Please return, word for word, the part of the material below that opens with the line containing "Pick out the striped" and closes with the line containing "pixel 296 20". Include both of those lines and nothing else.

-----

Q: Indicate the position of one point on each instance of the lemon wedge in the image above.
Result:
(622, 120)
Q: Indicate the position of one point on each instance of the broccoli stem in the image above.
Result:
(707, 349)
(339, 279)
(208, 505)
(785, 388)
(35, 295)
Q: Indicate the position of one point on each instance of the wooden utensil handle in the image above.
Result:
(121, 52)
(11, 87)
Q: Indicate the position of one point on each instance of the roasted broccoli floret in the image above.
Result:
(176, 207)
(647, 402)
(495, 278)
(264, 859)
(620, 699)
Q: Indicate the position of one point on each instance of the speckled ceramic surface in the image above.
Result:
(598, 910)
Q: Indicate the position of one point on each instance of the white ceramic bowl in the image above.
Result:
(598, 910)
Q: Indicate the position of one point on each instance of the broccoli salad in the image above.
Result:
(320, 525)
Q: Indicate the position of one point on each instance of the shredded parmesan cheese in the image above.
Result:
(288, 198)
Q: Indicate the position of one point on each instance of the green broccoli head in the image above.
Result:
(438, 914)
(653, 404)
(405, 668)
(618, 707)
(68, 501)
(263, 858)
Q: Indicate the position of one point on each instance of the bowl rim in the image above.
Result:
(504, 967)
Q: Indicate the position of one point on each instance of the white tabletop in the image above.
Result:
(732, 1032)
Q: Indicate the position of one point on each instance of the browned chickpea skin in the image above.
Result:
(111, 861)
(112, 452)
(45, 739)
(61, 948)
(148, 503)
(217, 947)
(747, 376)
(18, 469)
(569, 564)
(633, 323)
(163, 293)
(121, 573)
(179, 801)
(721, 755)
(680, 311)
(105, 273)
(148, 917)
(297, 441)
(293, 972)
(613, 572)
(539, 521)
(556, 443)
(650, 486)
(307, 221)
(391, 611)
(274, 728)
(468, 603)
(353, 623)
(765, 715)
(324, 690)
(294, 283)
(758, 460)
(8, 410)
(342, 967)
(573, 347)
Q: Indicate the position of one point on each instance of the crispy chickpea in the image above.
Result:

-----

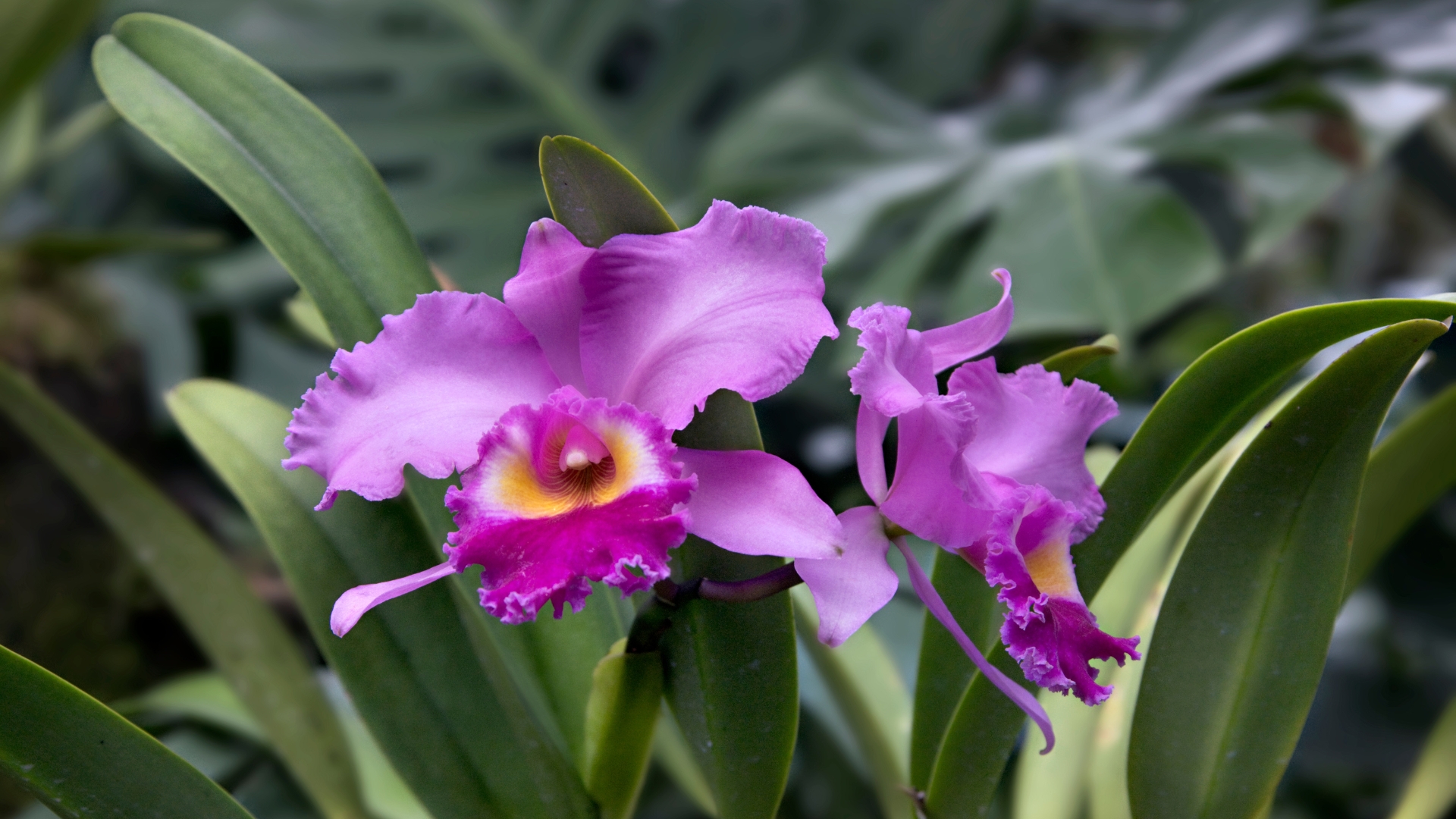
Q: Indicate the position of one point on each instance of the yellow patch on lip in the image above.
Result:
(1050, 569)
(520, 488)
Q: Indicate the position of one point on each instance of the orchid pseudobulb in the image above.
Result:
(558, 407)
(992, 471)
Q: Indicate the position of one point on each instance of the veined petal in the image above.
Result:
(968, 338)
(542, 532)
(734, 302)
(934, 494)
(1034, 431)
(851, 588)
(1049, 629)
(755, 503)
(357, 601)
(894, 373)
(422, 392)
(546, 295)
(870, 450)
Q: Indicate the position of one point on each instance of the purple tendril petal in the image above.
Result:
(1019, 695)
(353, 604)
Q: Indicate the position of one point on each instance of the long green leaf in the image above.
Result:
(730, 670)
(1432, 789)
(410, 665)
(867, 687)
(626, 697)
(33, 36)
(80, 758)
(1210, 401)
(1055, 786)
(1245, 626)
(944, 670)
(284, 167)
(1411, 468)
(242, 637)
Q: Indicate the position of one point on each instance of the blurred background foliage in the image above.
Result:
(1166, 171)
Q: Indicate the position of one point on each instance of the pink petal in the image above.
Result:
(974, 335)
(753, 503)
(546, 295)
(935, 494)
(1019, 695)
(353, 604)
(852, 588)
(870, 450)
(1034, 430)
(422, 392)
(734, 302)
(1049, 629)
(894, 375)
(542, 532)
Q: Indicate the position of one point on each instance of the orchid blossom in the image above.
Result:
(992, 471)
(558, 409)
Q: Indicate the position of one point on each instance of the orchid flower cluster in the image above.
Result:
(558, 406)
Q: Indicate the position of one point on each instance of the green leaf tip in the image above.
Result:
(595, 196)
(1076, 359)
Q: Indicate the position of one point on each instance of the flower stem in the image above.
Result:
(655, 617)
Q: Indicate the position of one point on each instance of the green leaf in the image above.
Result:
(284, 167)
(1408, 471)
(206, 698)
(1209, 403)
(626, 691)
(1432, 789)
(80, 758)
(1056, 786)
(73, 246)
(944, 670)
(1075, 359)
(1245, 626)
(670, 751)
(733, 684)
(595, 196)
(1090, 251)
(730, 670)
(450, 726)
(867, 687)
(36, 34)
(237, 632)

-----

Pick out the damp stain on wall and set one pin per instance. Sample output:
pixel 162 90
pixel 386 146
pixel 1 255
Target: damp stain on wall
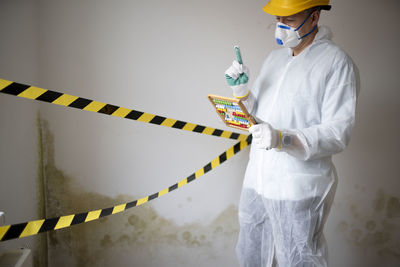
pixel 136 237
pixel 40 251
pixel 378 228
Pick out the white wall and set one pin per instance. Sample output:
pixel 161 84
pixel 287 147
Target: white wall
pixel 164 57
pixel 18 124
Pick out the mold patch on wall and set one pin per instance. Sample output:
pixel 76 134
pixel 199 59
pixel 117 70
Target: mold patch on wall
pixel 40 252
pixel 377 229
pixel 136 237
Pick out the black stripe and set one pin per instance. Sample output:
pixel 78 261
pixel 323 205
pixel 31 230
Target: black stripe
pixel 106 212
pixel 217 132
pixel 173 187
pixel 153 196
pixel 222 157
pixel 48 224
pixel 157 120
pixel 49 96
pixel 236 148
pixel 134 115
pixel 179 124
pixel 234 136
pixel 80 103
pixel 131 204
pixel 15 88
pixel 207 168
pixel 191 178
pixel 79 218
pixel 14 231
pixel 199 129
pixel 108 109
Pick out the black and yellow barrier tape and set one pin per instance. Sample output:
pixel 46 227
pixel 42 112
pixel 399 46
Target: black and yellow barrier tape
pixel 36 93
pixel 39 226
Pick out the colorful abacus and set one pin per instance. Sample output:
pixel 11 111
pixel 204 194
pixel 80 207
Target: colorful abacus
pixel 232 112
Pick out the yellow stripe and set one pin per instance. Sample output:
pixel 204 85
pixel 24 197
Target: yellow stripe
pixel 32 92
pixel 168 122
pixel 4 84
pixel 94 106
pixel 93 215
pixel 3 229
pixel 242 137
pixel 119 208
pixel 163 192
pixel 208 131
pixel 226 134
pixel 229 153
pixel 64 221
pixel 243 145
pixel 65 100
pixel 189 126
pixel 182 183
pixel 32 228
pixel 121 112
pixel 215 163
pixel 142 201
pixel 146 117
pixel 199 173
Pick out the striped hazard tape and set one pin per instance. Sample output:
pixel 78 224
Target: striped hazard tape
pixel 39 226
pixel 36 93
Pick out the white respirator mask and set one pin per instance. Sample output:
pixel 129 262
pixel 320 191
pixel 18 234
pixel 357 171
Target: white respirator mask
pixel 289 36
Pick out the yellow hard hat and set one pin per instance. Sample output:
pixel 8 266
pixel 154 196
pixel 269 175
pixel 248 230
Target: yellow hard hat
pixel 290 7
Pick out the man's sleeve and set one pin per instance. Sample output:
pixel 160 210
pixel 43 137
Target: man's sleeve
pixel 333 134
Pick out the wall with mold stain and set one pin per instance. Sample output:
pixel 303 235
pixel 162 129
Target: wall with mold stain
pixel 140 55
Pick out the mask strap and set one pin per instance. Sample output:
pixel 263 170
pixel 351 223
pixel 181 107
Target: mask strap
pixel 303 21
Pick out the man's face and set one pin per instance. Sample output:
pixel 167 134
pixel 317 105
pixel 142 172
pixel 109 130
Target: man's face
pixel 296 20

-----

Response to the task:
Pick out the striped hazard tape and set one pin per instance. Sample output:
pixel 78 224
Target: striped hazard tape
pixel 39 226
pixel 36 93
Pick out the white respirator mask and set one pin per instance. Sample output:
pixel 129 262
pixel 320 191
pixel 18 234
pixel 357 171
Target: white respirator mask
pixel 289 36
Pick out the yellow hard hat and set one pin per instance. Sample output:
pixel 8 266
pixel 154 196
pixel 269 175
pixel 248 230
Target: yellow hard hat
pixel 290 7
Pick out the man's sleeve and set one pin per instance. Sample output:
pixel 160 210
pixel 43 137
Target: man's sleeve
pixel 333 134
Pick out the wall with mold stain and set one pin per instance. Sample output:
pixel 303 235
pixel 162 129
Target: wall with mold stain
pixel 140 55
Pick out the mask strap and set one pin per instance. Sample output:
pixel 263 170
pixel 351 223
pixel 181 107
Target: mask strap
pixel 303 21
Pick out the man's face and set one pin per instance. Sample output:
pixel 167 134
pixel 317 105
pixel 142 172
pixel 109 130
Target: man's face
pixel 296 20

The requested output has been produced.